State how many lines in the records below contain the string "blue". Reply with the number alone.

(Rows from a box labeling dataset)
┏━━

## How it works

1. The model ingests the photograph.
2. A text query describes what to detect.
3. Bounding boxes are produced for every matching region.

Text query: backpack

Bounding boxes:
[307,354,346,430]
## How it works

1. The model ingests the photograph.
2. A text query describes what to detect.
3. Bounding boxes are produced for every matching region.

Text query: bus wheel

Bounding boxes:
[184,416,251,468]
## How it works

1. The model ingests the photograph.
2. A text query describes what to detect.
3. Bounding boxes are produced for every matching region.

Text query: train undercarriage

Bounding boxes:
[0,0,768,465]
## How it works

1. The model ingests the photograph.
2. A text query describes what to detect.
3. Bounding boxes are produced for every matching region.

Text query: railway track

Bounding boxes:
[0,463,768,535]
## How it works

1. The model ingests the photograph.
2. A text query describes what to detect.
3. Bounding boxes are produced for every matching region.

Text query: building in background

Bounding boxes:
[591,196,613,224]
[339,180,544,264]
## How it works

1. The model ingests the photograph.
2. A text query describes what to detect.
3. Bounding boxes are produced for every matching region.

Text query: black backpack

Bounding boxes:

┗━━
┏━━

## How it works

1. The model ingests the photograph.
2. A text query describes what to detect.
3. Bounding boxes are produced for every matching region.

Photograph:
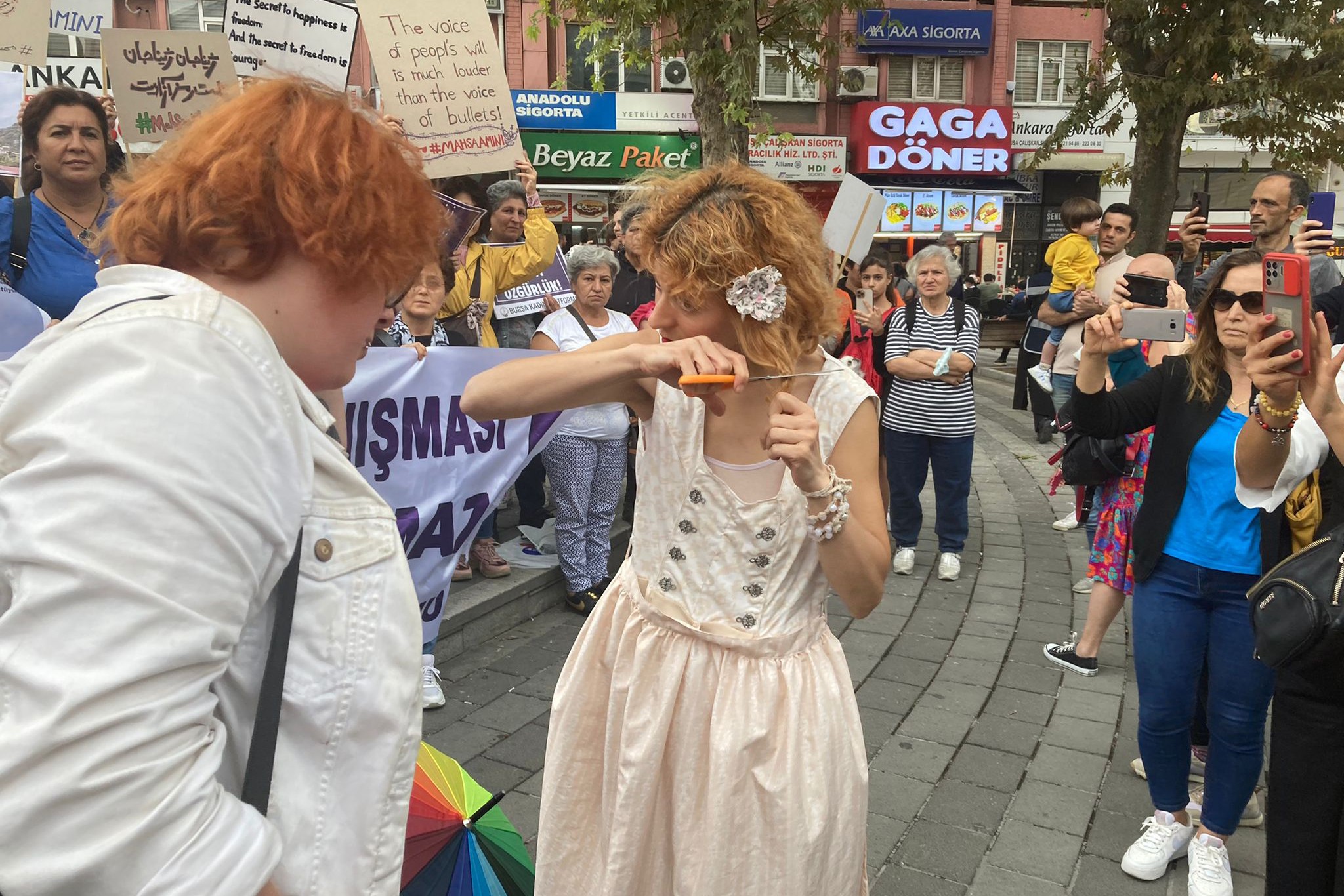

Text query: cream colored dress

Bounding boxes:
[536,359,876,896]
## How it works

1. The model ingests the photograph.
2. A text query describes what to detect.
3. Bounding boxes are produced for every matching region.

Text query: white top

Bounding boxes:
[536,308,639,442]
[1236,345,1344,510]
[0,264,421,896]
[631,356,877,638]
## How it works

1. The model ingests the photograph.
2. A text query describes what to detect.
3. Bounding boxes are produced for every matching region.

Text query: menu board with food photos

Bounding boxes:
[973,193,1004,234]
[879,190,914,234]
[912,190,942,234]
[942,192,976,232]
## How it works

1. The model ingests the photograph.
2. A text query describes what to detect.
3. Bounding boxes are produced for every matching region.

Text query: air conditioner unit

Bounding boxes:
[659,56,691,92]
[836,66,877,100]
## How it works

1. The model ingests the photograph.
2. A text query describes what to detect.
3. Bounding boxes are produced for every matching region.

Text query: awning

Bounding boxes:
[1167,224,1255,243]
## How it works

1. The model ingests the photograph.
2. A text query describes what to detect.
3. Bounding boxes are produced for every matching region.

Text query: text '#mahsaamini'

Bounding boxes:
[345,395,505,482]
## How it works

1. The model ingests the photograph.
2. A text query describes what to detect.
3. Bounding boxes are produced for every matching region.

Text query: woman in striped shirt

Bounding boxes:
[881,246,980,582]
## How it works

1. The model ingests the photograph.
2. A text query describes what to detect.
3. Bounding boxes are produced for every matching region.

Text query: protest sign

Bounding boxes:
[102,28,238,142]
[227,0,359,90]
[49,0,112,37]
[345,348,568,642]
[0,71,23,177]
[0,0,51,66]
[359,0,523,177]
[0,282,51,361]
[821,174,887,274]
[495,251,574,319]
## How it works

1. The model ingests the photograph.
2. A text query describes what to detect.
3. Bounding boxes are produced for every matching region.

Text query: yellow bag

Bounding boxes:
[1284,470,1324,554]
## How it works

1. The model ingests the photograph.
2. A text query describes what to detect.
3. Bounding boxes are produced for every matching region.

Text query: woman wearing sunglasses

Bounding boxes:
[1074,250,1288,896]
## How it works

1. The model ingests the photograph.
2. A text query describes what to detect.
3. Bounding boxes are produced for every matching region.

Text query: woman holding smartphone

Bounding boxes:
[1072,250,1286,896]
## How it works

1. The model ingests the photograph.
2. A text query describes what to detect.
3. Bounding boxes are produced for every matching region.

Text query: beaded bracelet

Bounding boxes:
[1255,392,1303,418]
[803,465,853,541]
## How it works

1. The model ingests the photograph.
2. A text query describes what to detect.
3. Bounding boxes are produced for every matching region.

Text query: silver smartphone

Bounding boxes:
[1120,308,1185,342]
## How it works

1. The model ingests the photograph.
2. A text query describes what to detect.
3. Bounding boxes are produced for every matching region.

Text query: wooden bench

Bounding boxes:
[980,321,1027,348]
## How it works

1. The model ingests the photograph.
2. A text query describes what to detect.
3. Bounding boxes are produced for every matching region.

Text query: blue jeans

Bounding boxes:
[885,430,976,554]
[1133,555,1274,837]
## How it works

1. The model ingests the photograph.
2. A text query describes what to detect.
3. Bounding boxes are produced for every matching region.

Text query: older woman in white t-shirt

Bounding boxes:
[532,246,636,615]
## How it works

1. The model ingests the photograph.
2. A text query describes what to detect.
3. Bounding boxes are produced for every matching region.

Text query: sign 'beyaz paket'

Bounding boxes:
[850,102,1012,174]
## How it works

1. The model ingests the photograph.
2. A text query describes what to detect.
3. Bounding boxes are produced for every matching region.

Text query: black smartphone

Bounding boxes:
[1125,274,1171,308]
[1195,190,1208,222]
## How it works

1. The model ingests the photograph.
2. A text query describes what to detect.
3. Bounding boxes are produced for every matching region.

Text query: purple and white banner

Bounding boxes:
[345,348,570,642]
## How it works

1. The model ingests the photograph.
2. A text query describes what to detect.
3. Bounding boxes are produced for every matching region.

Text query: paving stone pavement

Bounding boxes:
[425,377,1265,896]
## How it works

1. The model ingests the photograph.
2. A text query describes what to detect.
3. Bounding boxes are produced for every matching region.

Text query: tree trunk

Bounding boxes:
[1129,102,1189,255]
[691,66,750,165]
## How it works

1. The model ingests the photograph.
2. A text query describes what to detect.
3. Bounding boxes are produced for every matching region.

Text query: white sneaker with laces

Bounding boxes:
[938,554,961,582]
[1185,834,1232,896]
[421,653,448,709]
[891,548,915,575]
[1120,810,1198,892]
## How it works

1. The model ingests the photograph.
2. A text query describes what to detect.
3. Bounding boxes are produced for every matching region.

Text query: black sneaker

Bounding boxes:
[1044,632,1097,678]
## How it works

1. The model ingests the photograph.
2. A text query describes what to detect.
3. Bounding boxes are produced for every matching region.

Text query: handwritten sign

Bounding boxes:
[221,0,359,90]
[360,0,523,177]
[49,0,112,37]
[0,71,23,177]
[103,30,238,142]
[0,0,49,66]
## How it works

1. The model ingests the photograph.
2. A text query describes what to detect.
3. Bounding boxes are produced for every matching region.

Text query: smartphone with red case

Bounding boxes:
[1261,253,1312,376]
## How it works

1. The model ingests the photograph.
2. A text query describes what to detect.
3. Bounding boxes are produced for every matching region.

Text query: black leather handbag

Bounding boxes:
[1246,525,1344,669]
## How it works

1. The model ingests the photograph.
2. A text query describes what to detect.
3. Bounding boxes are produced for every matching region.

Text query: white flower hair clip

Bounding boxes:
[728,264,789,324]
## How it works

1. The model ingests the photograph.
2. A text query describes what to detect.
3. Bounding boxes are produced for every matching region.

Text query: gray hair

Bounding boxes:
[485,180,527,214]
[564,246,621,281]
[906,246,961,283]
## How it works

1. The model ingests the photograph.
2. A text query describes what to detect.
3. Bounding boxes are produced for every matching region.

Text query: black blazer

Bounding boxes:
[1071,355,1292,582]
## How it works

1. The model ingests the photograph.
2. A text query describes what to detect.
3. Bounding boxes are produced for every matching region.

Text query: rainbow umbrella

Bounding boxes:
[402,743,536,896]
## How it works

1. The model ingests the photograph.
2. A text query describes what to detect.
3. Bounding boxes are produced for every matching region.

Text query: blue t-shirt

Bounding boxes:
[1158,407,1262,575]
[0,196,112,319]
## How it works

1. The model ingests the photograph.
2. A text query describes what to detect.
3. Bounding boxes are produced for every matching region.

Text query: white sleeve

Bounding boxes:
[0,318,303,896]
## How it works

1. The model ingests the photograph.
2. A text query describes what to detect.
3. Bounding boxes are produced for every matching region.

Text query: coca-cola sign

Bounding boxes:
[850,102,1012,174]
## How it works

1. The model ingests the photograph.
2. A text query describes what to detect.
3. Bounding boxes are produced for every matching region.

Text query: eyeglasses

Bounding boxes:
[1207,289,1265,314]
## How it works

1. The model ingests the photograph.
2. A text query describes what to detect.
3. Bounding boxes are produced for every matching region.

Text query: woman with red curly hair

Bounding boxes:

┗━━

Answer to the problem:
2